**What to work on:**
a) In the foxglove walk essay, why does the writer decline to portray the ants as driven by joy at finding their next meal? Answer in one to three sentences.
b) Rewrite the passage of the foxglove walk essay that opens with the words containing "I had a horrified" and closes with "crying their last.", switching "stethoscope" for "microphone".
c) Proceed with the foxglove walk essay, writing on from its final sentence about the volcano researcher.

On the Edge

It’s a green and pleasant land, at this time of year here in England. I was taking the dog out on a belated walk in a shower-sun-shower scenario, when I clocked the foxgloves out in the forests and meadows.

I meandered dreamily past the tall nodding pink entities, coming to a screeching halt as I espied something ugly and black towards the top of one of the flower stems.

Bravely I moved in to investigate. Could it be a hairy caterpillar? Perhaps, I speculated briefly, it was a moth in repose.

But when I drew nearer, the grim truth dawned on me. I was watching carnage in microcosm.

Parked in neat rows, just as if they had left their cars and trooped obediently into Wembley for an Aphids R Us concert, were about 100 small, black aphid-like creatures. They might even have been black aphids.

Unsuspecting, they had laid out a settlement there on the tasty foxglove. They had got their microscopic feet under the table, and I am surmising that they were dining out in style.

It was a tiny community on a level of life I rarely get to see.

But there was, I am afraid, a fly in that particular jar of ointment.

For other visitors had already arrived, and things were not looking purdy. Two red ants had already scaled the towering perennial and were beginning, without sentiment, to dine on the tiny sub-creatures.

I had a horrified feeling they were eating them alive, and that, had I a stethoscope of industrial proportions, I might hear the little aphids crying their last.

You would think, wouldn’t you, that the others would make themselves scarce pretty damn quick? If my best friend had just been devoured by a giant insect with little visible capacity for compassion, I would be up on my little aphid legs as fast as they would carry me, and off to find another ant-free foxglove where I could live out my allotted minutes in peace.

But they were all just sitting there. It was almost as if moving was too much like hard work; “We’ve only got a few minutes of life anyway, guys; maybe best to call it a day and surrender to Mr Scarlet and Charming over there.”

I would like to portray the ants as animated by the joy of having found their next meal: but they had that automaton aura which so often accompanies seasoned killers.

Life was either too comfortable for the aphid clan, or possibly it was just too pointless.

Comfort can play a part in all sorts of deeply uncomfortable places.

Take volcanoes. These have their good points, says volcano researcher Dannie Hidayat.

**Dataset extract:**
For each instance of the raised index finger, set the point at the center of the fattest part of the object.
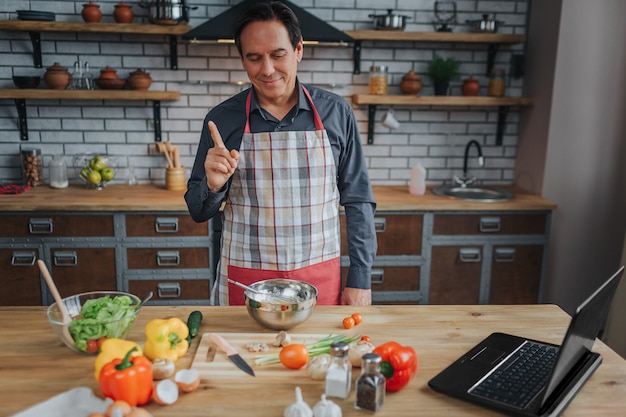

**Responses to the tasks:**
a) The writer says the ants had the automaton aura that so often accompanies seasoned killers. That mechanical quality, rather than any visible pleasure, is what the writer saw in them.

b)
I had a horrified feeling they were eating them alive, and that, had I a microphone of industrial proportions, I might hear the little aphids crying their last.

c)
He grew up within 50 miles of an active volcano. And around the turn of the millennia he began to research early warning systems for those who live within the danger zone of another.

Nearly one million people live within 20 miles of Merapi, an active volcano in Indonesia. Why? because the benefits are considerable. The heat generated can produce electricity; the sulphur can be used in matches, the gravels can be used for building and the farmers get the soil- and the crops- of their dreams.

There’s money to be made from that thar slightly volatile hill.

But living there is a calculated risk. Early warning systems are of the essence. And while seismology customarily detects the tremors of a quake, it seems volcanoes have an activity all their own.

Dannie and his team installed monitors on the side of the volcano: and they detected rumbles, not miles below the surface, but within the dome of the volcano, twenty metres south of the north crater wall.

What they had detected, to cut a long story short, was the existence of shallow magma, bubbling beneath the surface.

That was twelve years ago. Now Dannie works as a senior research fellow for the Earth Observatory of Singapore. But he’s still studying the same thing: how to get the early warning to that one million.

Many of us live On The Edge in one way or another, choosing to be oblivious of possibilities too drastic to take any notice of.

On the coast of Kent lies a stretch of inhospitable shingle of wild beauty which is an acquired taste. I’ve written about it before: Film director Derek Jarman lived there and tended a beautiful garden.

It has one huge facet which you either love or hate: the two nuclear power stations, one unused, one operational.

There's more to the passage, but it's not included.